## [DOCUMENT EXCERPT]
## begin

Polling variables (poll)

poll("var_name", #{
  // It is recommended to have initial property passed.
  // If not provided, it will default to no value which may cause problems when used.
  // You can pass something like "" if you want no initial value.
  initial: "inital value",
  interval: "2s",
  cmd: "date +%H:%M:%S", // command to execute
})

A polling variable is a variable which runs a provided shell-script repeatedly, in a given interval.

This may be the most commonly used type of variable. They are useful to access any quickly retrieved value repeatedly, and thus are the perfect choice for showing your time, date, as well as other bits of information such as pending package updates, weather, and battery level. But it is important to note that these variables are locally available only in enter (a.k.a the root) and you need to pass it to other functions with something like some_fn(foo) when you want to use a polled variable.

To externally update a polling variable, ewwii update can be used like with basic variables to assign a value.

Listening variables (listen)

listen("foo", #{
  initial: "whatever",
  cmd: "tail -F /tmp/some_file",
})

Listening variables might be the most confusing of the bunch. A listening variable runs a script once, and reads its output continously. Whenever the script outputs a new line, the value will be updated to that new line. In the example given above, the value of foo will start out as "whatever", and will change whenever a new line is appended to /tmp/some_file.

## end

## [WRITTEN PROBLEM A]
List every kind of information that the variables documentation names as a good use for polling variables.
## [WRITTEN PROBLEM B]
Transcribe the variables documentation from "This may be" up to and including "a polled variable.".
The data after this text is not needed for any task.

## [DATA LINES]

## begin

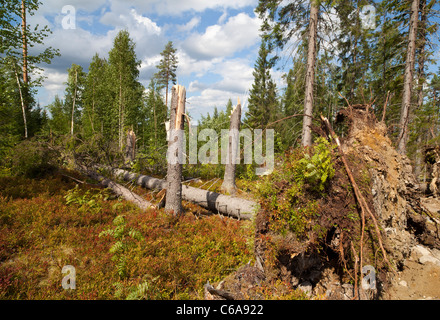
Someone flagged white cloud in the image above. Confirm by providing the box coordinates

## end

## [CORRECT RESULT A]
- time
- date
- pending package updates
- weather
- battery level

## [CORRECT RESULT B]
This may be the most commonly used type of variable. They are useful to access any quickly retrieved value repeatedly, and thus are the perfect choice for showing your time, date, as well as other bits of information such as pending package updates, weather, and battery level. But it is important to note that these variables are locally available only in enter (a.k.a the root) and you need to pass it to other functions with something like some_fn(foo) when you want to use a polled variable.